■ Using the information
(A) Answer each question from the preface below, one line per answer, marked (i), (ii), (iii) as the questions are.
(i) Which earlier Elsevier publication does the series follow?
(ii) At which university does Professor Casali teach Archaeometry?
(iii) Where was Dr Andrew Hardy working when he began studying Middle Eastern eye cosmetics?
(B) Decide whether each statement agrees with the preface below. Answer yes or no, and quote the words of the preface that settle it.
(i) UNESCO and the European Union fund cultural heritage preservation projects.
(ii) Chapter 3 covers X-ray, neutron, and digital radiography.
(iii) Scientific conservation is presented as a long-established discipline.

■ Passage for review
___

This volume is the first of a series on Physical Techniques in the Study of Art, Archaeology and Cultural Heritage. It follows a successful earlier publication by Elsevier (Radiation in Art and Archaeometry).
There has been an upsurge of interest world wide in cultural heritage issues, and in particular, large organizations such as UNESCO and the European Union are active in providing funding for a very diverse range of projects in cultural heritage preservation. It is perceived that it is essential to preserve the cultural heritage of societies, both to benefit the future generations of those societies, and to inform other cultures.
A growing need exists for the education of conservators and restorers because it is these professionals who will make decisions on how best to preserve our cultural heritage. This book series therefore has as its primary aim, the dissemination of technical information on scientific conservation to scientific conservators, museum curators, conservation science students, and other interested people.
Scientific conservation, as a discipline, is a comparatively modern concept. Interested scientists have for many years addressed scientific problems associated with cultural heritage artefacts. But their involvement has been sporadic and driven by the needs of individual museums, rather than a personal lifetime study of issues of conservation of for example, buildings, large functional objects, paintings, and so on.
In this book series contributors will come from both interested scientists and the museum-based scientists. The authors have been selected with an eye to involving young, and well as established, scientists.
Dr Jean Louis Boutaine, was Head of the Research Department of the Centre de Recherche et de Restauration des Musees de France at the Louvre. Dr Boutaine has had a most distinguished career within the conservation science community. He writes here on the concept of the Modern Museum.
Professor Casali is responsible for the teaching of Archaeometry at the University of Bologna. He has developed advanced equipment for both micro-Computer Tomography and for large-object Computer Tomography. His chapter deals with X-ray, neutron, and digital radiography as applied to the study of objects of cultural heritage significance.
Professor Tim Wess holds the Chair of Biomaterials in the Biophysics Division in the School of Optometry and Vision Science at Cardiff University. The systems in which he is interested contain collagen, fibrillin, and cellulose (which relate, in the cultural heritage discipline, to an interest in parchment and papers). A parallel interest is in the structure of bone and artificial composite materials (which relates to his interest in historical studies of bone materials). Chapter 3 will describe the techniques used to study alteration to structure of minerals in the bone. Preservation of intact bone mineral crystallites has been shown to relate to the endurance of amplifiable ancient DNA from archaeological and fossil bone. In collaboration with Drs K. Nielsen and Rene Larsen (School of Conservation, Copenhagen, Denmark) Tim Wess has analyzed the deterioration of historic parchments and also simulated ageing processes.
Chapter 5 has been written by Dr Andrew Hardy who began studying Middle Eastern eye cosmetics (kohls) in the early 1990's whilst working in Oman. He has continued this work at the Centre for Medical History, School of Historical, Political and Sociological Studies, Exeter University. The chapter summarizes and reviews the usage and composition of kohls in ancient (Pharaonic) Egypt. It also gives information, from later time periods, on kohl usage and its recipes, which have been studied using a wide range of experimental techniques.

___

■ Given information
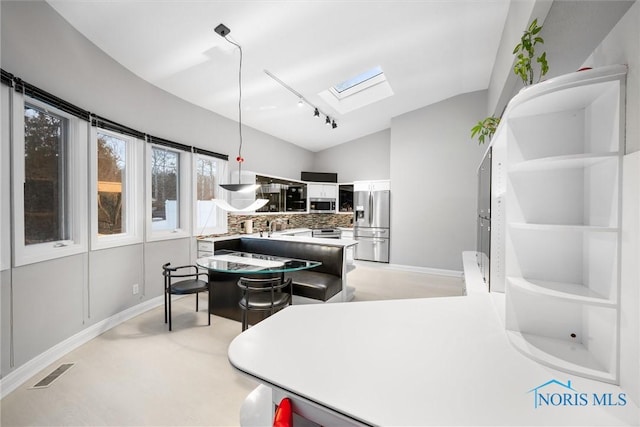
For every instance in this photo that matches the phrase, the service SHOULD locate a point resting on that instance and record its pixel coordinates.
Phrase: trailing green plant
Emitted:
(485, 128)
(525, 51)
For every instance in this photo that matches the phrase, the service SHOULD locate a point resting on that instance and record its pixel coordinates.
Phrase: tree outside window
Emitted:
(111, 189)
(45, 187)
(164, 189)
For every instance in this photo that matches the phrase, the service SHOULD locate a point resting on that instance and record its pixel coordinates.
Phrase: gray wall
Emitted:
(366, 158)
(622, 46)
(434, 184)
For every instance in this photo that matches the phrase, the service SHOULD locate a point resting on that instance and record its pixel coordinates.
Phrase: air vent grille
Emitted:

___

■ Outputs for the tasks
(A)
(i) Radiation in Art and Archaeometry
(ii) The University of Bologna
(iii) Oman

(B)
(i) Yes: "large organizations such as UNESCO and the European Union are active in providing funding for a very diverse range of projects in cultural heritage preservation"
(ii) No: "Chapter 3 will describe the techniques used to study alteration to structure of minerals in the bone."
(iii) No: "Scientific conservation, as a discipline, is a comparatively modern concept."